Introduction and Welcome
A quarterly e-newsletter in which the Centers for Disease Control and Prevention’s (CDC) Office of Minority Health and Health Equity (OMHHE) shares news, perspectives and progress in the science and practice of health equity.
Director of CDC’s Office of Minority Health and Health Equity
In March, I traveled by airplane for the first time in 2 years. Returning to the hustle and bustle of Hartsfield-Jackson Airport was both foreign and familiar. For someone who has spent a significant percentage of time traveling for work, I was surprised at my initial reaction. So many people, so early in the morning. Will my KN95 mask provide the protection I need? After all, we are still in a pandemic. Which way to TSA Pre-check? Should I take the tram or walk the concourses like I used to? What will be the attitude of the passengers on the plane? I’ve heard so many “not good” stories.

#### DATA SHOWN:
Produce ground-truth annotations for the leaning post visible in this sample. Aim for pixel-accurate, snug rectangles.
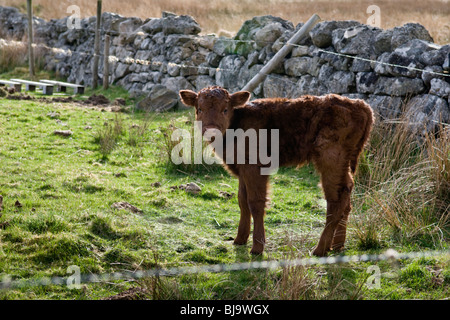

#### REQUIRED WORK:
1. In the newsletter introduction, how long had it been since the director last traveled by airplane?
2. Rewrite the newsletter introduction between "Introduction and Welcome" and "of health equity.", inclusive, with "quarterly" replaced by "monthly".
3. Continue the newsletter introduction from the point where it stops.

#### SOLVED TASKS:
1. 2 years

2.
Introduction and Welcome
A monthly e-newsletter in which the Centers for Disease Control and Prevention’s (CDC) Office of Minority Health and Health Equity (OMHHE) shares news, perspectives and progress in the science and practice of health equity.

3.
By the time I arrived at the gate, I was back into my old Jackson-Hartfield rhythm. No worries. It was time to venture out beyond my usual routine and reconnect with family and friends. I was headed to a birthday celebration, and so glad I went as we created memories that will last for years to come.
Among other things, the pandemic has amplified how important our social connections and cohesion are to wellbeing. We have also had an opportunity to renew our commitment to health promotion, racial equity, and social justice for all.
March was Women’s History Month, and we salute women everywhere and applaud the changemakers as they make important strides to improve a variety of social, economic and health outcomes for women and girls. I especially want to thank the many women at CDC who are working 24/7 to protect and promote the health, safety and security of our nation and the world. Many are unsung s/heroes, but WE SEE YOU!
A special shout-out to CDC’s Office of Women’s Health as they continue to elevate and amplify attention to unique and often hidden issues that impact the health and wellbeing of women and girls. Of particular note, the Office of Women’s Health has committed to address gendered racism and discrimination in the workplace as one of its CORE health equity goals. This goal is bold and stands to be transformative as the Office of Women’s Health pursues and accomplishes a series of milestones toward the goal.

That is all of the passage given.